──────── Extract provided
Meats - Live Cattle finds near term resistance at last week's high of 98.55. After that the market could test the contract high of 100.15.  Further resistance is at this year's current weekly high of 102.92 or even the 2003 all-time high of 103.60. If cattle can make it past this level it could cause a stampede of buying to take it to the psychological 110 area.  Near term support is at the August low of 93.62. A break below it should knock cattle down to the June low of 92.27. If this low is broken October live cattle may decline swiftly to the minor weekly Fibonacci .382 retracement at 88.82 (as measured between this year's current weekly low of 85.05 and the weekly July high of 94.97). Open Interest has stabilized near multi-month lows. The Seasonal index shows that cattle should move higher in the first week of September and then drift lower for the remainder of the month. Commercial interests are holding a moderate size net long position. Large traders are quietly increasing the size of their net long position.  Small traders are holding a small net short position.
────────────────
──────── Provided information
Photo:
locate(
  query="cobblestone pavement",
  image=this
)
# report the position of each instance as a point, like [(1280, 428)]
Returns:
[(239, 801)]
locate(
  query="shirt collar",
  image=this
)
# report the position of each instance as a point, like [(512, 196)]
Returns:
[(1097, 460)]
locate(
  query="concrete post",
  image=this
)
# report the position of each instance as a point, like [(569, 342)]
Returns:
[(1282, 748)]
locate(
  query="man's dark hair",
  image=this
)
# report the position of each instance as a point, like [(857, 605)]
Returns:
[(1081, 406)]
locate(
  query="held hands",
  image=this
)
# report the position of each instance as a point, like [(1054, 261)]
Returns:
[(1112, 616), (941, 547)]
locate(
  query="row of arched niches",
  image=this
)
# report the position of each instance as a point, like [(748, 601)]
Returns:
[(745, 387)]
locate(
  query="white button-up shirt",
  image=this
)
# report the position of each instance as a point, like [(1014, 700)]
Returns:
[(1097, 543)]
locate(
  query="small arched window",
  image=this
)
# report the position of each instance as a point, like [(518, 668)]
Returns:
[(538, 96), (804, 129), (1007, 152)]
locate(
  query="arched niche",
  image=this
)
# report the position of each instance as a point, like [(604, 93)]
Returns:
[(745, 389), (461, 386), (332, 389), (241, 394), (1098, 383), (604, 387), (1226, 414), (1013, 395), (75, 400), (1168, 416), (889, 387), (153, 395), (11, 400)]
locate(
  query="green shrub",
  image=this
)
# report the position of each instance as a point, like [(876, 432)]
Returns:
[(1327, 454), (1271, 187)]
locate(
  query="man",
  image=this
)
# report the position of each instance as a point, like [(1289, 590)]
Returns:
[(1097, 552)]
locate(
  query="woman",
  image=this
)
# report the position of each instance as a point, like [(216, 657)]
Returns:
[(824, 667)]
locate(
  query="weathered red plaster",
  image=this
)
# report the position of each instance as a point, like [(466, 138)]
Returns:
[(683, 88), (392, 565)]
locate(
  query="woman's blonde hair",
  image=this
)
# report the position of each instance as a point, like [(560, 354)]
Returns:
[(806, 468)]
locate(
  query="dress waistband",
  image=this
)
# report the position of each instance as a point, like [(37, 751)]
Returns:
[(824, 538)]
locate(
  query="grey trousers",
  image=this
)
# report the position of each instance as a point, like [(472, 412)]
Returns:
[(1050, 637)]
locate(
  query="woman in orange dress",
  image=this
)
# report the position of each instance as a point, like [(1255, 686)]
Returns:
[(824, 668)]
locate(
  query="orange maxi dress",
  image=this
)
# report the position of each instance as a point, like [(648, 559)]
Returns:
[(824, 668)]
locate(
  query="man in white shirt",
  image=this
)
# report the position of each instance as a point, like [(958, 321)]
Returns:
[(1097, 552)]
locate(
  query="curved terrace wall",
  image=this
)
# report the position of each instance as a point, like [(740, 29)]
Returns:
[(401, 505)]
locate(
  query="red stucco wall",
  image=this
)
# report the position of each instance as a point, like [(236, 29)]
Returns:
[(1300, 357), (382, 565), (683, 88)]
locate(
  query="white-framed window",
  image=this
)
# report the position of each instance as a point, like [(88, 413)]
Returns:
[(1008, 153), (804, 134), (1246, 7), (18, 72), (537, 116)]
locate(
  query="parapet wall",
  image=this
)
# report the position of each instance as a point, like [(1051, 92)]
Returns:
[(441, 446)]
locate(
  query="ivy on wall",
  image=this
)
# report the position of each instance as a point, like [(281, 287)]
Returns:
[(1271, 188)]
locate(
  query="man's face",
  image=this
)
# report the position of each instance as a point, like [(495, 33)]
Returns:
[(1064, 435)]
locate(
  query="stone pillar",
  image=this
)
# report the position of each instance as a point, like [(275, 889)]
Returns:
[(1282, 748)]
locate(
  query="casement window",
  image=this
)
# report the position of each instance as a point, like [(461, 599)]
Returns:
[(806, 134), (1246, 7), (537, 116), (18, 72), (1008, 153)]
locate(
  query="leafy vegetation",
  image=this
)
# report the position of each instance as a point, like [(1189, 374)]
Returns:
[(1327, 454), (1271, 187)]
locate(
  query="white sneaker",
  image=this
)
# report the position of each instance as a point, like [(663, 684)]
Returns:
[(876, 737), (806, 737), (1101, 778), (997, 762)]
────────────────
Problems:
**A)** From the live cattle market commentary, list each group of traders it mentions and the net position it gives for that group.
**B)** Pick up the live cattle market commentary after its final sentence and keep writing it.

Per-task answers:
**A)**
- Commercial interests: a moderate size net long position
- Large traders: a net long position that they are quietly increasing
- Small traders: a small net short position

**B)**
Feeders finds near term resistance at last week's new contract high of 119.35. Further resistance is at the 2005 all-time weekly high of 119.75. If feeders break out to new all-times highs they will be in uncharted territory where anything is possible. This could carry the market toward the psychological 130 area. Near term support is at the daily August reaction low of 114.20 in confluence with the current daily Fibonacci .382 retracement at 114.10 (as measured between the multi-month June low of 105.60 and the current contract high of 119.35). Further support is at the current daily Fibonacci .618 retracement at 110.85 (as measured between the multi-month June low of 105.60 and the current contract high of 119.35). If the decline does not end here feeders may drop to the multi-month June low of 105.60. Open Interest is at a four month high. The %R overbought/oversold indicator shows that feeders are overbought on the daily, weekly, and monthly charts. Seasonally, feeders should trade sharply higher in the first half of September and then soften just a little in the second half of the month. Commercials are holding a small net long position. Large traders (hedge funds) are holding the largest net long position in a year. Small traders are holding the biggest net short position in a year and a half.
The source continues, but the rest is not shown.